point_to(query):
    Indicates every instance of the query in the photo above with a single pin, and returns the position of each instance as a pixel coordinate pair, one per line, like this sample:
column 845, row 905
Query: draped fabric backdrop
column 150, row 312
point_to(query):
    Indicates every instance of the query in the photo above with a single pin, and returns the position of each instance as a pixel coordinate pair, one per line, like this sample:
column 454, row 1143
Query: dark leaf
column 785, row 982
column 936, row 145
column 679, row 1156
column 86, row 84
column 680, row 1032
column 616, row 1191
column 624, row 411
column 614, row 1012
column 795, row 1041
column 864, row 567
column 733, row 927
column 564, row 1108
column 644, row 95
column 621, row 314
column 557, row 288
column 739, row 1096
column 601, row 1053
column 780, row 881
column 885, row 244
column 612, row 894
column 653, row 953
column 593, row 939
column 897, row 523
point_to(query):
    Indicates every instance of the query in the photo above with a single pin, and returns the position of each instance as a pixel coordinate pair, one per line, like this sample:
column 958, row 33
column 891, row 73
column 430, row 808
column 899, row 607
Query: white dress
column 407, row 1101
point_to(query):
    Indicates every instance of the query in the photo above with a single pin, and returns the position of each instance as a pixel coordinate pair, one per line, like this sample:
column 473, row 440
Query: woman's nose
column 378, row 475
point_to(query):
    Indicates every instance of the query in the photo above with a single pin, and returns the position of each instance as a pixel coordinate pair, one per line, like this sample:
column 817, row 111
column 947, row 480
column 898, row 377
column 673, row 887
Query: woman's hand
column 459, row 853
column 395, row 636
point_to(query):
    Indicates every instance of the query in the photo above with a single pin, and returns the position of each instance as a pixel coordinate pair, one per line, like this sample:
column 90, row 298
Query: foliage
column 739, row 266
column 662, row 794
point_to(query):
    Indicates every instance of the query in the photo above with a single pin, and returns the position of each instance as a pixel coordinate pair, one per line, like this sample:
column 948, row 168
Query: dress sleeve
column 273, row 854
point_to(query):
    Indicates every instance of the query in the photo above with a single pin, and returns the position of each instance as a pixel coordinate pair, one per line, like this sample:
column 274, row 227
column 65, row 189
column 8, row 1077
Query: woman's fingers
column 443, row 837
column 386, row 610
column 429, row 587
• • •
■ Work request ■
Would you write down every record again, exactly?

■ Result of the exercise ■
point_to(query):
    Indicates every instance of the query in the photo above with a single pin, and returns the position of each instance as a pixel coordinate pair, one per line, like this sample:
column 845, row 905
Query: draped fabric backdrop
column 150, row 312
point_to(query):
    Indicates every instance of the query in the photo above with a single pin, and returns the position of each instance as a pixel coordinate pair, one per line, like this sample:
column 454, row 1143
Query: dark leaf
column 785, row 982
column 936, row 145
column 679, row 1156
column 86, row 84
column 680, row 1032
column 616, row 1191
column 624, row 411
column 614, row 1012
column 795, row 1041
column 864, row 567
column 733, row 927
column 564, row 1108
column 644, row 95
column 621, row 314
column 557, row 288
column 739, row 1096
column 601, row 1053
column 780, row 881
column 885, row 244
column 612, row 894
column 653, row 953
column 593, row 939
column 897, row 523
point_to(query):
    Indicates every instance of the query in the photo above with a single pin, and returns the position of each instance as a pixel coordinate pair, one per line, like this sample:
column 958, row 33
column 891, row 73
column 430, row 808
column 899, row 607
Query: white dress
column 407, row 1101
point_to(query):
    Indicates every instance of the query in the photo above with a single pin, and returns the position of each instance as a pixel coordinate pair, one per line, like this sample:
column 473, row 440
Query: woman's nose
column 378, row 475
point_to(query):
    Indicates every instance of the query in the photo above with a single pin, and returns the position of each instance as a pixel coordinate pair, one per line, like this sample:
column 817, row 111
column 947, row 480
column 898, row 377
column 673, row 887
Query: woman's hand
column 459, row 853
column 395, row 636
point_to(query):
    Indicates every instance of the query in the photo above with a single pin, and returns the position of each instance as a pixel coordinate pair, one per line, like this sample:
column 90, row 298
Query: foliage
column 739, row 266
column 662, row 794
point_to(query):
    Indicates every instance of the query in the photo above with a single pin, and returns the position of each instance as a pixel coordinate pair, one per line, like this sample:
column 948, row 168
Query: dress sleeve
column 273, row 854
point_to(query):
    Indicates every instance of the query in the photo above with a single pin, and returns the position of each instance as a pixel coordinate pair, one per line, like this sample:
column 274, row 227
column 65, row 189
column 8, row 1077
Query: woman's fingers
column 443, row 837
column 386, row 610
column 429, row 587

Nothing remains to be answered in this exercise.